Passage
+--

L’interdiction dans certains pays d’allouer des fonds à la recherche clinique sur les embryons humains constitue un autre empêchement. Après avoir investi dans la cartographie des gènes, on risque de ne pas pouvoir trouver les fonds nécessaires pour la recherche clinique fondée sur les résultats du projet.

Conflit entre la protection du secret et le besoin d’une collaboration scientifique

La cartographie des gènes humains doit rester anonyme, mais l’information acquise doit pouvoir être appliquée à tout être humain, quelles que soient les différences individuelles, la race ou la couleur. Cette information deviendrait propriété publique et ne pourrait pas être employée à des fins commerciales. Aussi, aucun brevet ne devrait être délivré pour le génome humain, même partiellement.

Discrimination génétique dans l’assurance privée et l’emploi

Il existe un conflit entre le potentiel croissant des nouvelles technologies de révéler l’hétérogénéité génétique et les critères de l’assurance privée et de l’emploi. Il serait désirable d’adopter pour les facteurs génétiques le même accord tacite qui interdit l’usage de la discrimination raciale dans l’emploi ou l’assurance.

La cartographie génétique risque de devenir une source de stigmatisation et de discrimination raciale, et une « population à risque » peut se retrouver « population défectueuse ».

+--

Entrées du jeu de données
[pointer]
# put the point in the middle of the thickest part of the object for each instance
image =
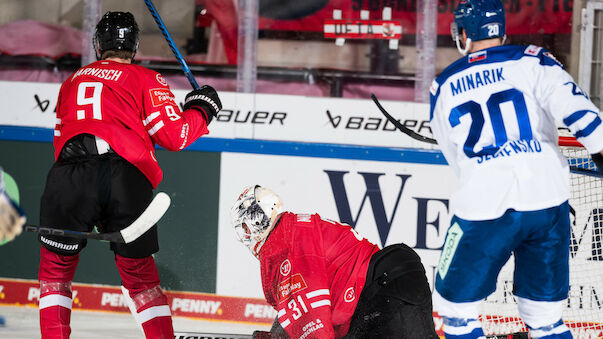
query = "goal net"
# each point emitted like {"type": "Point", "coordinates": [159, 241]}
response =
{"type": "Point", "coordinates": [583, 311]}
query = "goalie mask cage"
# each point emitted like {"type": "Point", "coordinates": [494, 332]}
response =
{"type": "Point", "coordinates": [583, 310]}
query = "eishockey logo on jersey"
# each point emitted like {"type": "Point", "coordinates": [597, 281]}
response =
{"type": "Point", "coordinates": [455, 233]}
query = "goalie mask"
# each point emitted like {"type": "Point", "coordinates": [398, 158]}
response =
{"type": "Point", "coordinates": [116, 31]}
{"type": "Point", "coordinates": [254, 215]}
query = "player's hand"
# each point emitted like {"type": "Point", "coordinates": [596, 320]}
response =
{"type": "Point", "coordinates": [204, 100]}
{"type": "Point", "coordinates": [11, 219]}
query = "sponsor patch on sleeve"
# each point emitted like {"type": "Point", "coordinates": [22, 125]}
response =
{"type": "Point", "coordinates": [533, 50]}
{"type": "Point", "coordinates": [160, 96]}
{"type": "Point", "coordinates": [291, 285]}
{"type": "Point", "coordinates": [434, 87]}
{"type": "Point", "coordinates": [477, 56]}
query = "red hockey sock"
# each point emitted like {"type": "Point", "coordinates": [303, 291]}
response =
{"type": "Point", "coordinates": [55, 274]}
{"type": "Point", "coordinates": [139, 276]}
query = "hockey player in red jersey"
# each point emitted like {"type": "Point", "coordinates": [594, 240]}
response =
{"type": "Point", "coordinates": [110, 116]}
{"type": "Point", "coordinates": [327, 281]}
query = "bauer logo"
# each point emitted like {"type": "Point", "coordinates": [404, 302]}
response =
{"type": "Point", "coordinates": [252, 117]}
{"type": "Point", "coordinates": [369, 123]}
{"type": "Point", "coordinates": [286, 267]}
{"type": "Point", "coordinates": [455, 233]}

+--

Tâches à réaliser
**a.** Modifiez le passage depuis « Conflit entre la » jusqu’à « l’emploi ou l’assurance. » inclus, en y remplaçant « brevet » par « titre de propriété ».
**b.** Relevez, dans le passage, les différences qui, d’après lui, ne doivent pas empêcher d’appliquer l’information acquise à tout être humain.
**c.** Poursuivez le passage sur la cartographie des gènes humains à partir de sa dernière phrase.
Les entrées du jeu de données n’interviennent en rien dans ce travail.

Réponses par tâche
**a.**
Conflit entre la protection du secret et le besoin d’une collaboration scientifique

La cartographie des gènes humains doit rester anonyme, mais l’information acquise doit pouvoir être appliquée à tout être humain, quelles que soient les différences individuelles, la race ou la couleur. Cette information deviendrait propriété publique et ne pourrait pas être employée à des fins commerciales. Aussi, aucun titre de propriété ne devrait être délivré pour le génome humain, même partiellement.

Discrimination génétique dans l’assurance privée et l’emploi

Il existe un conflit entre le potentiel croissant des nouvelles technologies de révéler l’hétérogénéité génétique et les critères de l’assurance privée et de l’emploi. Il serait désirable d’adopter pour les facteurs génétiques le même accord tacite qui interdit l’usage de la discrimination raciale dans l’emploi ou l’assurance.

**b.** Les différences individuelles, la race et la couleur.

**c.**
Le danger d’eugénisme et l’emploi des gènes à des fins non médicales

L’eugénisme est fondée sur la présomption que les gènes ont une importance décisive, et que pour changer leur distribution dans la population il faut agir sur la reproduction. Selon cette conception, le bien général justifie les limites à la liberté individuelle. La puissance de l’information acquise entraîne des craintes sur l’usage qui peut en être fait. La crainte de programmes eugéniques gouvernementaux pour « l’amélioration de la race » existe encore, de même que celle de l’usage de la technologie médicale dans des buts non-médicaux.

RECOMMANDATIONS

Les problèmes d’éthique soulevés par le projet du génome humain ne sont pas liés à la technologie elle-même, mais à l’usage qui en est fait. A cause de la puissance de ce nouvel outil, ses conséquences éthiques, légales et sociales doivent être examinées alors que le programme est encore à ses débuts. Une partie de l’opposition provient du fait que le chercheur peut tendre « à jouer Dieu » et intervenir sur les lois de la nature. Si l’on se libère d’une opposition inconditionnelle au projet du génome humain, on peut évaluer ses conséquences éthiques grâce aux paramètres applicables en général dans l’examen d’une nouvelle méthode diagnostique ou thérapeutique. Les critères essentiels restent l’évaluation du risque par rapport à l’avantage, le respect de la personne en tant qu’être humain, et le respect de l’autonomie et de l’intimité.

Il est nécessaire d’établir des lignes de conduite générales, éthiques et légales pour éviter la discrimination et le stigma génétique de la population à risque.

Les lignes de conduite de base sont:

  • Le service génétique doit être facilement accessible à chacun, pour empêcher son exploitation uniquement par ceux qui en ont les moyens, ce qui risque d’aggraver l’inégalité sociale.
  • Il est nécessaire de créer une information internationale et le transfert de la technologie et du savoir entre les différents pays.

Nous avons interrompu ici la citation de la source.